*Prompt*. Beginning at the line containing "[point] every instance of the front", output every line to the end of the data below exactly as it appears.

*Entries shown*.
(begin)

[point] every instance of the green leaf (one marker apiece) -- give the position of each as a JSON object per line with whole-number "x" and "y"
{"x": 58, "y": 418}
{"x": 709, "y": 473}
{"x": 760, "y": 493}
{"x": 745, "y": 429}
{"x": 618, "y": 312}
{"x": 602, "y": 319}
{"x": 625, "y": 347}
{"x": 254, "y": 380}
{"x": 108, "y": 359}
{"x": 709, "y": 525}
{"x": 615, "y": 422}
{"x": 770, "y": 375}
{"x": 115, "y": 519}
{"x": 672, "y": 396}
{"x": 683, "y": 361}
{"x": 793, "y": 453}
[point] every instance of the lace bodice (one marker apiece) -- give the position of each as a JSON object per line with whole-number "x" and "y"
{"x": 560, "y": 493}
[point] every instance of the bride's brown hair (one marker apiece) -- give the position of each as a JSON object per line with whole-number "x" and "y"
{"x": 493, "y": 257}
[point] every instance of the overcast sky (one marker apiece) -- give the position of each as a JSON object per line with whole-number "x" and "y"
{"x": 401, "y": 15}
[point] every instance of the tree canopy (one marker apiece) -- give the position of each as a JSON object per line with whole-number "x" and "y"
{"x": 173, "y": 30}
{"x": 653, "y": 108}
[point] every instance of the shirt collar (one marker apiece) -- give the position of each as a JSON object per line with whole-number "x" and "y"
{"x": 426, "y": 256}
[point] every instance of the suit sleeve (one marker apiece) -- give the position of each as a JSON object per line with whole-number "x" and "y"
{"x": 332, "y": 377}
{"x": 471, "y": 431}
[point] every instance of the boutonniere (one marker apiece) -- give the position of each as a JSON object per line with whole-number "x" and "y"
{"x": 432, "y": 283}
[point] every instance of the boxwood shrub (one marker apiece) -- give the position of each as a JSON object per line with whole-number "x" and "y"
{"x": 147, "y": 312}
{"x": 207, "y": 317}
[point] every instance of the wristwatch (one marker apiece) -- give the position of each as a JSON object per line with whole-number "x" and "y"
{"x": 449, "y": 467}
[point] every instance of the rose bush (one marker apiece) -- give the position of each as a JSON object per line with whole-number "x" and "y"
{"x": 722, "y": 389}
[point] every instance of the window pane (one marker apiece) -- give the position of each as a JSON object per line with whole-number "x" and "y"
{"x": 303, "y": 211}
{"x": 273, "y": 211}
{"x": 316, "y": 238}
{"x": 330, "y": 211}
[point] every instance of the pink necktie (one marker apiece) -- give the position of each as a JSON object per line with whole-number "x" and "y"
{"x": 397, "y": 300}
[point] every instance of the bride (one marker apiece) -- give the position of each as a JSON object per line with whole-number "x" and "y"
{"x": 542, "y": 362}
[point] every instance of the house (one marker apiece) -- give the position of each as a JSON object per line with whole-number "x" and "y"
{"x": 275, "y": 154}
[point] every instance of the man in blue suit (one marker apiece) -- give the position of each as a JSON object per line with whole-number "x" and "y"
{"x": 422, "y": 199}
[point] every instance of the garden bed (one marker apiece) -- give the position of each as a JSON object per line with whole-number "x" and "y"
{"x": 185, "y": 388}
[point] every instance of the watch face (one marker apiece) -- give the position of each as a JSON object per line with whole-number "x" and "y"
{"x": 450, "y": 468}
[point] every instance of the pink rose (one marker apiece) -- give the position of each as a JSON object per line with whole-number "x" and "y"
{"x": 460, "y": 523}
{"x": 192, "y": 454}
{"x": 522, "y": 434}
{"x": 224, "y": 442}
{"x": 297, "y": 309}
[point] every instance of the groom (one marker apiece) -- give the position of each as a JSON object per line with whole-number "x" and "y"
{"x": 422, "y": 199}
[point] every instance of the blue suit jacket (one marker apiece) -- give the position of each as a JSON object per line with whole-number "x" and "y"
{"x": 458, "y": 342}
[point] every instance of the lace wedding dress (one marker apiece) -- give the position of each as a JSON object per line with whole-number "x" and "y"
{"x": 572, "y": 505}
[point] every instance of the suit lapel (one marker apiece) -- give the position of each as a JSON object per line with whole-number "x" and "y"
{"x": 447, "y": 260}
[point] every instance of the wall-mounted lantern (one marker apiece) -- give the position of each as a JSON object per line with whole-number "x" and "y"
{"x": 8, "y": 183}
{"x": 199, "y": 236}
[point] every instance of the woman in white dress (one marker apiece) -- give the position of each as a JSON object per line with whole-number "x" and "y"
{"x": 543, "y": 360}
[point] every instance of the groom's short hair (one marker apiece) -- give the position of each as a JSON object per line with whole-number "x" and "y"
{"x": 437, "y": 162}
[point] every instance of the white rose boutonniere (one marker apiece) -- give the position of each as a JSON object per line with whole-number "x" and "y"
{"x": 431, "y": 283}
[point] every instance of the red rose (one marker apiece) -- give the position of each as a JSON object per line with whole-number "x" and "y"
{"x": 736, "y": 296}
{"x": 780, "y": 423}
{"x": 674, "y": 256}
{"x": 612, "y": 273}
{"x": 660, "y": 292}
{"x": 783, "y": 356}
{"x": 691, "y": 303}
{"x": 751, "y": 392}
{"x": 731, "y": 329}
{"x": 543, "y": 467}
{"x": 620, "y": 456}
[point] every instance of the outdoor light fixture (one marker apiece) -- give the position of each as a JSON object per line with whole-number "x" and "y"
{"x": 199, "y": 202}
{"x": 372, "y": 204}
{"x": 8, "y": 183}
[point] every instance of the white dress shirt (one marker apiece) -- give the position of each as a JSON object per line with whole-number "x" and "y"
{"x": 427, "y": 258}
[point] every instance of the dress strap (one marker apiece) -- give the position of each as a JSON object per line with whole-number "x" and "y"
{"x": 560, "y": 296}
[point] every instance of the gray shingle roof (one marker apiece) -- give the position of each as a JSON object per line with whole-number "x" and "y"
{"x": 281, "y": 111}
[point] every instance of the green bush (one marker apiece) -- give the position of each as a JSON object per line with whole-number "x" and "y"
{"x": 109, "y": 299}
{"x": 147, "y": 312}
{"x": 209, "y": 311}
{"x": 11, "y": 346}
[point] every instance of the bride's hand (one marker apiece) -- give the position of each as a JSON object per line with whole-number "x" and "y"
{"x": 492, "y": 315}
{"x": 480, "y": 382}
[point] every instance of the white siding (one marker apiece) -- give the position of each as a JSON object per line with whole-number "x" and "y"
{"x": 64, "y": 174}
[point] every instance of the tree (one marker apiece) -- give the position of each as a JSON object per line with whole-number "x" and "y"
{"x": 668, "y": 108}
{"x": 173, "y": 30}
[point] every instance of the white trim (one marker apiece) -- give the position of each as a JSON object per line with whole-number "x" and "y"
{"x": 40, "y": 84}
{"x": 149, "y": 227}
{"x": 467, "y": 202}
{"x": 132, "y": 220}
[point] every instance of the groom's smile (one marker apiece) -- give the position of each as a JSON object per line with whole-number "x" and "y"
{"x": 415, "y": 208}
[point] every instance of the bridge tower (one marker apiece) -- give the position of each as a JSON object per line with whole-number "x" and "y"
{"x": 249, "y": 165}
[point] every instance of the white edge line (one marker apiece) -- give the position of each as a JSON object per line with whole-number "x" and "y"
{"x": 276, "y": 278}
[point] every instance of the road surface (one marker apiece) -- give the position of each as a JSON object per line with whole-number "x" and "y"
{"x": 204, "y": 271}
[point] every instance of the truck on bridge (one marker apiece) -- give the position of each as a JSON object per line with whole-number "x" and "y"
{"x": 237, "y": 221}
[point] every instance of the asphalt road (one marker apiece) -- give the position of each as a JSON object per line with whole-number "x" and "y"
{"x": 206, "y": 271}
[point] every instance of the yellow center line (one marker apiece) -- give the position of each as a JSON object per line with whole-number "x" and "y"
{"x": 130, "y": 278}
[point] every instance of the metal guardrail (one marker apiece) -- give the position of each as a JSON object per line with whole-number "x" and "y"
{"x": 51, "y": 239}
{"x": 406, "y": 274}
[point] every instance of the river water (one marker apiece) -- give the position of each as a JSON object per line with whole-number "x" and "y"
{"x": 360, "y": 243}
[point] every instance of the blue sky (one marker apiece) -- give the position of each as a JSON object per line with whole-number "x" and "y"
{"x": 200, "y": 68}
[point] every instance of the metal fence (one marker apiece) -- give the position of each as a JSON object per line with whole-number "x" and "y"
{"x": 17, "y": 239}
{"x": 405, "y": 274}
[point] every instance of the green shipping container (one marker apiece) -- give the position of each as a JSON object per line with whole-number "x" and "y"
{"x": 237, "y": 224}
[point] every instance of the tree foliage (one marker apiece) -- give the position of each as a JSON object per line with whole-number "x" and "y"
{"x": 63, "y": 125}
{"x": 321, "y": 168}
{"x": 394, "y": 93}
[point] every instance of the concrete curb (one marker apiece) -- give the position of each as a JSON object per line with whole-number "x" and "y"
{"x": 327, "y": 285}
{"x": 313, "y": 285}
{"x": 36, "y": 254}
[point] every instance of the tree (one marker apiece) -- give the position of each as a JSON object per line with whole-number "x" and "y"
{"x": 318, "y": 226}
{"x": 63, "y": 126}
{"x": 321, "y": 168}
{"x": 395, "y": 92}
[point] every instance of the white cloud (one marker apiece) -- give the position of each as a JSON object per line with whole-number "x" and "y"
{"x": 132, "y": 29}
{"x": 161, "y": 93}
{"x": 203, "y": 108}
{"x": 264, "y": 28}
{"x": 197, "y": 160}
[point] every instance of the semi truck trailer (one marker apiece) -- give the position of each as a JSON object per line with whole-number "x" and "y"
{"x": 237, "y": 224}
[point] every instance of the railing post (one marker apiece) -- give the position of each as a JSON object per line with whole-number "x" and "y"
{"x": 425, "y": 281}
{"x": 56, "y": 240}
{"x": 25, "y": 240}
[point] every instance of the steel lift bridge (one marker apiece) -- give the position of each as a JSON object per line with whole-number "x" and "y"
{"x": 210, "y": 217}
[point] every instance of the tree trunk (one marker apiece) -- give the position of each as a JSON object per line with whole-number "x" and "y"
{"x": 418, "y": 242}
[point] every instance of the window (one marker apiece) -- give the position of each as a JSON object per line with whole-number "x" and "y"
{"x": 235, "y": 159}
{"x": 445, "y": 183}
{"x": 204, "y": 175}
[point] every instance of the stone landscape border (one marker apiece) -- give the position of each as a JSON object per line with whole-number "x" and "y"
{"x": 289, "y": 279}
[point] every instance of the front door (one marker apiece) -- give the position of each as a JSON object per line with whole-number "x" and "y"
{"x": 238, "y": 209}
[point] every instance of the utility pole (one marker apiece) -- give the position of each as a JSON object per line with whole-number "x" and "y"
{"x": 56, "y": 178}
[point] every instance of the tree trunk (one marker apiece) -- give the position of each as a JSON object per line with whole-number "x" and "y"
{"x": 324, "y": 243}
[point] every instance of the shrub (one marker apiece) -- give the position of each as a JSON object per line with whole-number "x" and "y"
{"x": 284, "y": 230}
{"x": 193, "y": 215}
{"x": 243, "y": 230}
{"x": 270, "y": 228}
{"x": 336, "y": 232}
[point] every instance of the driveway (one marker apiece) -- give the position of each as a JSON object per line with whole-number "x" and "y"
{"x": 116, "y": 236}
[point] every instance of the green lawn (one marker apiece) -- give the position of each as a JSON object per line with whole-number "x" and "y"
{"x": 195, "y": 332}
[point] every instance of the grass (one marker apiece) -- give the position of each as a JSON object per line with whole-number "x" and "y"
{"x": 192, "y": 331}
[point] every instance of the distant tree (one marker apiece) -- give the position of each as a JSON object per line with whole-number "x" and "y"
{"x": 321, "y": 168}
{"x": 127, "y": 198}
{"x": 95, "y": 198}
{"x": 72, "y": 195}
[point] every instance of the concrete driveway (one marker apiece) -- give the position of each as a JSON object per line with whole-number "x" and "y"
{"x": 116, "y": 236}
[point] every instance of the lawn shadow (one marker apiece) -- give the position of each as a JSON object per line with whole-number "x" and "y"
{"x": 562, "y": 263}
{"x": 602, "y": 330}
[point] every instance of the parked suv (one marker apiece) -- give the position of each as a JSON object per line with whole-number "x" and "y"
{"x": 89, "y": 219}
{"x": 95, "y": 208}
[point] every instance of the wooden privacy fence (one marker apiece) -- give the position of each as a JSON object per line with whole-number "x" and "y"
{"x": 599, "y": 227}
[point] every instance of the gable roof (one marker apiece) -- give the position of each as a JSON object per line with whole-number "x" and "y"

(end)

*Answer to this problem*.
[point] every instance of the front door (one marker apiece) -- give the position of each as a JSON object per line with whole-number "x" and "y"
{"x": 238, "y": 209}
[point] every instance of the utility pole (one marker apiece) -- give the position of each as a JSON object per line with whole-number "x" and "y"
{"x": 56, "y": 178}
[point] every instance of the tree trunk (one marker apiece) -- give the position of each as a JSON object per line with whole-number "x" and "y"
{"x": 324, "y": 243}
[point] every instance of the shrub (one marker apiece) -- give the position of each as a JSON object per line with whole-number "x" and "y"
{"x": 284, "y": 230}
{"x": 193, "y": 215}
{"x": 243, "y": 230}
{"x": 270, "y": 228}
{"x": 336, "y": 232}
[point] every instance of the driveway (one marker apiece) -- give the position of each as a JSON object per line with whole-number "x" and "y"
{"x": 116, "y": 236}
[point] every instance of the green lawn (one marker apiece) -- give the position of each as a JSON object per line with whole-number "x" and "y"
{"x": 195, "y": 332}
[point] every instance of the grass (one marker apiece) -- give the position of each as a JSON object per line with whole-number "x" and "y"
{"x": 192, "y": 331}
[point] every instance of the distant tree (one marker apiece) -- give the position of each as a JSON object per line with whole-number "x" and "y"
{"x": 321, "y": 168}
{"x": 127, "y": 198}
{"x": 95, "y": 198}
{"x": 72, "y": 195}
[point] every instance of the concrete driveway (one marker apiece) -- give the position of each as a JSON object per line with whole-number "x" and "y"
{"x": 116, "y": 236}
[point] every instance of the lawn shadow (one marker apiece) -- give the position of each as a JSON object per line with whole-number "x" and "y"
{"x": 562, "y": 263}
{"x": 602, "y": 330}
[point] every instance of the parked suv (one marker apiece) -- give the position of each as a JSON object per line with whole-number "x" and "y"
{"x": 89, "y": 219}
{"x": 95, "y": 208}
[point] every instance of the wooden privacy fence (one marker apiece) -- give the position of each as a JSON object per line with whole-number "x" and "y"
{"x": 599, "y": 227}
[point] every instance of the gable roof (one marker apiece) -- give the position of each as a JSON object per line with whole-number "x" and "y"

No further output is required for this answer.